**TASK INSTRUCTIONS**
From the records below, pull out every line that contains the string "hummingbird", and reproduce each one unchanged. Matching is case-sensitive.
------------------------------------------------
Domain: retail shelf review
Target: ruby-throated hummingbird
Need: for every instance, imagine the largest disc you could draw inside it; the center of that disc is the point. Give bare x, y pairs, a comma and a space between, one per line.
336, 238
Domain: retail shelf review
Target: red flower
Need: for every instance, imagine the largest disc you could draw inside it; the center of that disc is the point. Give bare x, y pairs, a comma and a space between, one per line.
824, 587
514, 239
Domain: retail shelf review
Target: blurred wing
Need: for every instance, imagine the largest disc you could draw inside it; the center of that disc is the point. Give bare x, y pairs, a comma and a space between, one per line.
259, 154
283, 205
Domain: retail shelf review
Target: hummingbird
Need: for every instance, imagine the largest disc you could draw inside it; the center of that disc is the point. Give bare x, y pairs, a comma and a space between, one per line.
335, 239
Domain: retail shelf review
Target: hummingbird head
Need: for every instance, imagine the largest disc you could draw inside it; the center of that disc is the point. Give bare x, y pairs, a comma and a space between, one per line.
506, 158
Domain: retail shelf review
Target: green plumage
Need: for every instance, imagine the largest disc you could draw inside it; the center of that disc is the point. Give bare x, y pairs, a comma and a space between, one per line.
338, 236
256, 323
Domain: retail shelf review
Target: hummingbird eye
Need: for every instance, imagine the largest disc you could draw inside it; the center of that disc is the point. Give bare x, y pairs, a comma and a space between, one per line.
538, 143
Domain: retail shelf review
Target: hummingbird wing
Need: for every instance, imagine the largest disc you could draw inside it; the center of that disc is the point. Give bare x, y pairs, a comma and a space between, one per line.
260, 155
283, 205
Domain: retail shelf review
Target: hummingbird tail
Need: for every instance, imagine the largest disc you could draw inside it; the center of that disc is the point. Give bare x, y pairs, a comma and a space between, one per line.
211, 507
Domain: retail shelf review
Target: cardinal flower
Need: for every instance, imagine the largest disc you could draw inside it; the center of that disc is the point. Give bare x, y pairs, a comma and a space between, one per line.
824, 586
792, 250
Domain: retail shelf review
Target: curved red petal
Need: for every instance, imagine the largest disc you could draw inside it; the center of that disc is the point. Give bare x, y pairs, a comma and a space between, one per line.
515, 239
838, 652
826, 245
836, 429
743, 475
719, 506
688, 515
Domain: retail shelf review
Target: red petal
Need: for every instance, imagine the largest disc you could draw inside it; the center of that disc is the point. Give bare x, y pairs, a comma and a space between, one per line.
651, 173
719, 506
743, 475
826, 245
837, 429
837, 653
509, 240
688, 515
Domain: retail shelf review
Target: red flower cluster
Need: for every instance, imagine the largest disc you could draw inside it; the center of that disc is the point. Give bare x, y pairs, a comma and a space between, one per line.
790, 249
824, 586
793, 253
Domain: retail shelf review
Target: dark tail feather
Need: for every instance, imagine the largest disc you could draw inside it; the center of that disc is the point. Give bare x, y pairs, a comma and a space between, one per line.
------------------------------------------------
**COMPLETE OUTPUT**
Target: ruby-throated hummingbird
Target: hummingbird
Target: hummingbird head
Target: hummingbird eye
Target: hummingbird wing
Target: hummingbird tail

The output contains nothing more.